### Task input
--------

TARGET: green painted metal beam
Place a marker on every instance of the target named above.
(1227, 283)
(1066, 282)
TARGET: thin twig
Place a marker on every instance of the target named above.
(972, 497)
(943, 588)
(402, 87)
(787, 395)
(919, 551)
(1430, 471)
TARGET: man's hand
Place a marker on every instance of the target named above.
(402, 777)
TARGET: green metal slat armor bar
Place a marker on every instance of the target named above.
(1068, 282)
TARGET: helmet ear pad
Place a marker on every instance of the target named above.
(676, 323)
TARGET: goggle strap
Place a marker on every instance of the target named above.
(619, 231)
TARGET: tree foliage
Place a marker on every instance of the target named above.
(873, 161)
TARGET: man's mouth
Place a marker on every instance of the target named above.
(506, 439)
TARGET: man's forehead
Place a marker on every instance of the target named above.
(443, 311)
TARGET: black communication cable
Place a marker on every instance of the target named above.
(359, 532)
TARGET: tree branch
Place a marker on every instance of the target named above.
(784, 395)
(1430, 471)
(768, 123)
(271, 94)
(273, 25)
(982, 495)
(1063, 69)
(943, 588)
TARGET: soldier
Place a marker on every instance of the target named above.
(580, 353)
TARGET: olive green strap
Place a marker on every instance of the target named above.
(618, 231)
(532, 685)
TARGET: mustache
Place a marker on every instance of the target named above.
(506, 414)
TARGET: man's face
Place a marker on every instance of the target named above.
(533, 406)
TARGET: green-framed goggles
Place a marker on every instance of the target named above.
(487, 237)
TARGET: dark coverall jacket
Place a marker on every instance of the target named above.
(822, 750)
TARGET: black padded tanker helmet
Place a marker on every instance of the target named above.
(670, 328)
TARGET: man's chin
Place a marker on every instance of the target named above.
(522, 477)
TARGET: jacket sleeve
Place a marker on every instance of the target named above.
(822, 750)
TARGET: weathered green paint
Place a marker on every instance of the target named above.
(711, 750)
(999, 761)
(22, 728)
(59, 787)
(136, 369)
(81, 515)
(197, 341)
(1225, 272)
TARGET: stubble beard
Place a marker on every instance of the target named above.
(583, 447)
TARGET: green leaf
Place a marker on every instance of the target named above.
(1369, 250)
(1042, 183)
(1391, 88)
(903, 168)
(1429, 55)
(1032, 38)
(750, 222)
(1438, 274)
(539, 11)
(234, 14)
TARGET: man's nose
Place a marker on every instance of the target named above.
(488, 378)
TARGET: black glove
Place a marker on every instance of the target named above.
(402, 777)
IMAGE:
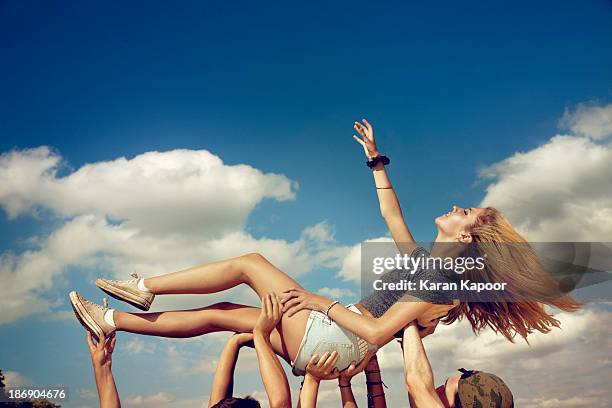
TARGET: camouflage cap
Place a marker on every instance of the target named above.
(478, 389)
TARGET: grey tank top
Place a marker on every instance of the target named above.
(379, 301)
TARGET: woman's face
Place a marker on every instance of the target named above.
(455, 224)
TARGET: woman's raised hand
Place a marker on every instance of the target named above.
(270, 314)
(354, 369)
(367, 141)
(323, 368)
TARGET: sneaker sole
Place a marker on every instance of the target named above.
(83, 317)
(123, 295)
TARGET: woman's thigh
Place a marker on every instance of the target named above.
(264, 278)
(285, 338)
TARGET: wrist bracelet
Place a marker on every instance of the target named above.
(382, 159)
(376, 383)
(334, 303)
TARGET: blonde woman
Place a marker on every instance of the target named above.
(314, 324)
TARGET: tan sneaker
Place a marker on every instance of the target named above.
(91, 315)
(127, 291)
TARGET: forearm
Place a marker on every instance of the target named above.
(387, 199)
(272, 374)
(346, 393)
(308, 394)
(419, 376)
(366, 327)
(378, 331)
(107, 390)
(223, 382)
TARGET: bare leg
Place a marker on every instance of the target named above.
(252, 269)
(223, 316)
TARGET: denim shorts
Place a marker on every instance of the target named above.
(323, 334)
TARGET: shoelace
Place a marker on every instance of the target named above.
(133, 275)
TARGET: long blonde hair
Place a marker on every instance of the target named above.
(527, 279)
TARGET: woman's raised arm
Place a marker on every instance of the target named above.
(389, 205)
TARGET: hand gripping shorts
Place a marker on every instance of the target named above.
(323, 334)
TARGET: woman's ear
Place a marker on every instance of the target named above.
(464, 237)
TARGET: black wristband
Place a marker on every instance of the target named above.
(382, 159)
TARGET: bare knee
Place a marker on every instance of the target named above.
(224, 306)
(254, 257)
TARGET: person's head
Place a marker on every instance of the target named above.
(456, 225)
(233, 402)
(475, 389)
(511, 260)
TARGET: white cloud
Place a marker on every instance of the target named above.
(177, 209)
(182, 191)
(559, 191)
(351, 265)
(589, 120)
(138, 346)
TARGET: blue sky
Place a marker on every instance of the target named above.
(450, 87)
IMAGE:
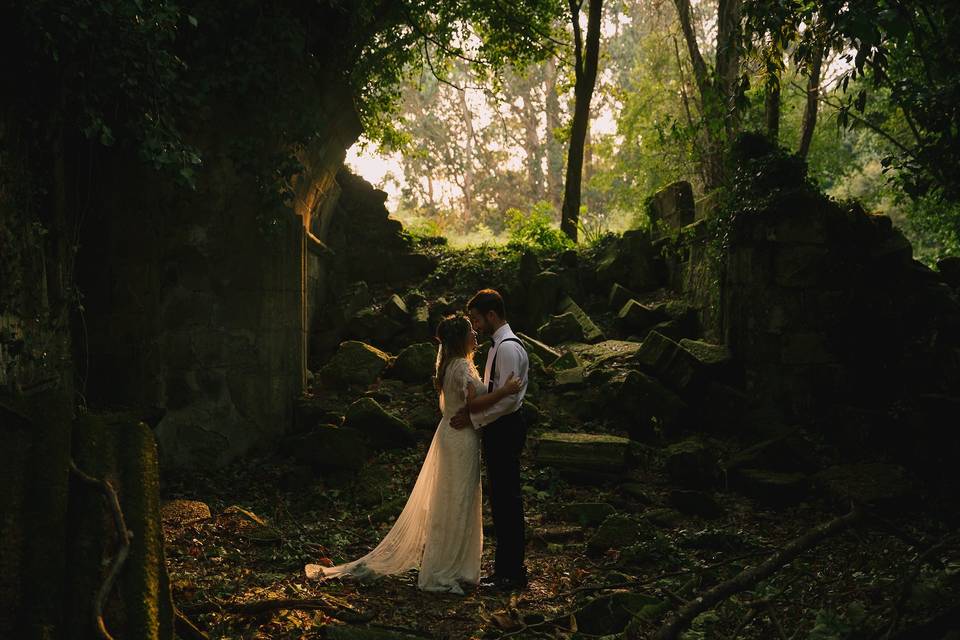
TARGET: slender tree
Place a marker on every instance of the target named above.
(586, 57)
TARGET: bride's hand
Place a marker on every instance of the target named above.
(512, 385)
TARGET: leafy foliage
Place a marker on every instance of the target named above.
(536, 230)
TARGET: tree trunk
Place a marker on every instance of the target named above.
(728, 63)
(467, 186)
(813, 102)
(772, 110)
(554, 187)
(586, 77)
(533, 148)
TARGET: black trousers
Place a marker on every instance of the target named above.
(503, 440)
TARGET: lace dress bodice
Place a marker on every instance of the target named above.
(440, 528)
(460, 375)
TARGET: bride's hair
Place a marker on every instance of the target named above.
(452, 333)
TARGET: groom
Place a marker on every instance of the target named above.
(504, 433)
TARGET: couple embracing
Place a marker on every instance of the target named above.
(440, 530)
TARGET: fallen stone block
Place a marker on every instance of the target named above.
(692, 464)
(355, 363)
(416, 364)
(380, 428)
(591, 332)
(592, 455)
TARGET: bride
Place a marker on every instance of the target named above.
(440, 529)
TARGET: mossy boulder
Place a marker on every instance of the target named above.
(586, 514)
(615, 532)
(692, 464)
(591, 332)
(775, 489)
(670, 362)
(415, 364)
(636, 318)
(534, 347)
(591, 455)
(541, 297)
(561, 328)
(619, 296)
(122, 451)
(380, 428)
(610, 614)
(355, 363)
(327, 447)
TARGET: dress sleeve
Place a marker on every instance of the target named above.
(464, 379)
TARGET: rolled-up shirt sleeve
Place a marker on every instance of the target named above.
(510, 359)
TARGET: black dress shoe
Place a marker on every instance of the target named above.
(512, 583)
(488, 582)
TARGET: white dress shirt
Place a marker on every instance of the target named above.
(513, 359)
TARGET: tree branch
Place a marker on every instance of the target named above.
(749, 577)
(125, 536)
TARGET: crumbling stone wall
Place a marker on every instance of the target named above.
(197, 304)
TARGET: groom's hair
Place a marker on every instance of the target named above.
(487, 300)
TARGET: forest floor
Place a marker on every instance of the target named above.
(239, 572)
(861, 583)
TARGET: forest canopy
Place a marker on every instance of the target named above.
(478, 95)
(865, 92)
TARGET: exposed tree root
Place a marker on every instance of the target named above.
(677, 623)
(124, 535)
(275, 604)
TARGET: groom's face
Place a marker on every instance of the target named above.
(480, 324)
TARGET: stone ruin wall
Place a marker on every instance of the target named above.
(197, 313)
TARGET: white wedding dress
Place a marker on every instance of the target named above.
(440, 529)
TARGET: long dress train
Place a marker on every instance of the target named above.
(440, 528)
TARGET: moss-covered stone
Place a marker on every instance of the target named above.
(415, 364)
(355, 363)
(123, 452)
(380, 428)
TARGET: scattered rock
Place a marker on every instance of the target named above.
(425, 416)
(568, 360)
(381, 429)
(373, 325)
(181, 511)
(949, 269)
(396, 309)
(664, 518)
(636, 318)
(788, 452)
(591, 332)
(670, 362)
(544, 351)
(415, 364)
(588, 454)
(569, 377)
(614, 532)
(629, 261)
(619, 296)
(610, 614)
(672, 206)
(636, 491)
(715, 541)
(695, 503)
(542, 296)
(692, 464)
(774, 489)
(327, 447)
(586, 514)
(355, 363)
(528, 268)
(635, 398)
(356, 632)
(873, 484)
(560, 329)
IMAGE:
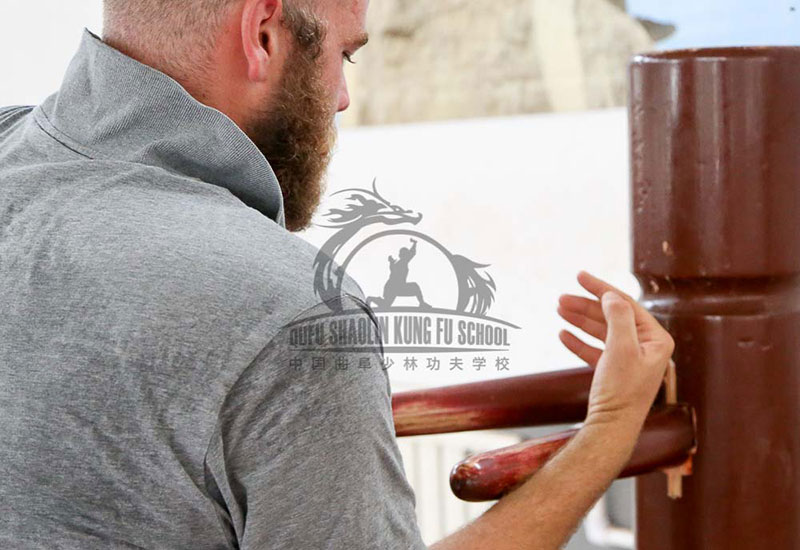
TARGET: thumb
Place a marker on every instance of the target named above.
(621, 333)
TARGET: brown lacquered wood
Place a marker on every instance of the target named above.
(667, 439)
(534, 400)
(715, 187)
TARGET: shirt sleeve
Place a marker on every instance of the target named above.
(304, 455)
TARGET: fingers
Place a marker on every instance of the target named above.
(598, 287)
(583, 350)
(586, 324)
(584, 306)
(622, 334)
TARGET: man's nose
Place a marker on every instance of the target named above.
(344, 99)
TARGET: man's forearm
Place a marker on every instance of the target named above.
(544, 511)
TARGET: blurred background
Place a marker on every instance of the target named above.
(504, 123)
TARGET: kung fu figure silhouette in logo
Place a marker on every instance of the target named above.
(398, 284)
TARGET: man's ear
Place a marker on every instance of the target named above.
(261, 27)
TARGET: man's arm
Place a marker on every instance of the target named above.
(544, 511)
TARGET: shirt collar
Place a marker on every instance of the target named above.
(111, 106)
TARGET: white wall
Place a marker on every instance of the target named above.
(538, 197)
(37, 40)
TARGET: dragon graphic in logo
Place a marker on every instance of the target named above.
(363, 217)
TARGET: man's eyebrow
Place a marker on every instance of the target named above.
(360, 40)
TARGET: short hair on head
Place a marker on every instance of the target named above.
(179, 35)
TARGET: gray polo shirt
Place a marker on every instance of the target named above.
(149, 396)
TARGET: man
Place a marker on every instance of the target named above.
(148, 271)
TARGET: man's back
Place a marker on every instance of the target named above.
(146, 395)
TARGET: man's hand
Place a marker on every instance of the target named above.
(637, 351)
(545, 510)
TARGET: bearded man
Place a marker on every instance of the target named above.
(149, 393)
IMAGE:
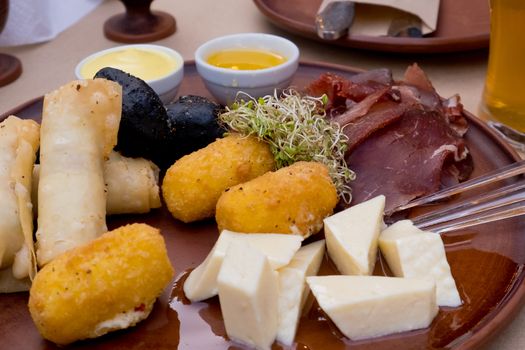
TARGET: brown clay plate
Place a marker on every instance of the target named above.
(487, 263)
(462, 26)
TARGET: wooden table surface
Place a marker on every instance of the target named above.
(51, 64)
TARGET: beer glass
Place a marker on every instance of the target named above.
(504, 95)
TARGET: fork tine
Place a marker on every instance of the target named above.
(486, 201)
(505, 172)
(510, 211)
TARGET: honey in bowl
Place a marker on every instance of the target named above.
(147, 64)
(245, 59)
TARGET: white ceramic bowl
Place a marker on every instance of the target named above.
(224, 83)
(166, 87)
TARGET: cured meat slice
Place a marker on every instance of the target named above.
(406, 159)
(405, 141)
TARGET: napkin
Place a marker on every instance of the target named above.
(373, 17)
(34, 21)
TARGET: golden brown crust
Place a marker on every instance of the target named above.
(294, 199)
(195, 182)
(120, 272)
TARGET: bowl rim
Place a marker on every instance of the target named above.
(201, 61)
(171, 52)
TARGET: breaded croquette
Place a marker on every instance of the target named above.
(108, 284)
(294, 199)
(195, 182)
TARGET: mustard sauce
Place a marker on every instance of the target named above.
(245, 59)
(145, 64)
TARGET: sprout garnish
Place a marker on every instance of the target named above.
(296, 129)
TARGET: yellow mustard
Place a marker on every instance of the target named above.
(245, 59)
(146, 64)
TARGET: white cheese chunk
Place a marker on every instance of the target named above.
(202, 281)
(248, 293)
(372, 306)
(351, 236)
(293, 289)
(411, 252)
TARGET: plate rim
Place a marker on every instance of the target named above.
(509, 307)
(425, 45)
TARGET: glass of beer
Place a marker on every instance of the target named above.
(504, 95)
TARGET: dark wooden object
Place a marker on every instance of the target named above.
(462, 26)
(10, 66)
(139, 24)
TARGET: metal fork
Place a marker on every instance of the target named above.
(499, 204)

--------

### Goal
Starting with the line that contains "TARGET: metal fork" and going on through the end of the records, write those lines out again, requests included, raising every coordinate in the answers by 14.

### Completed task
TARGET: metal fork
Place a marker on every instance of the target named above.
(513, 218)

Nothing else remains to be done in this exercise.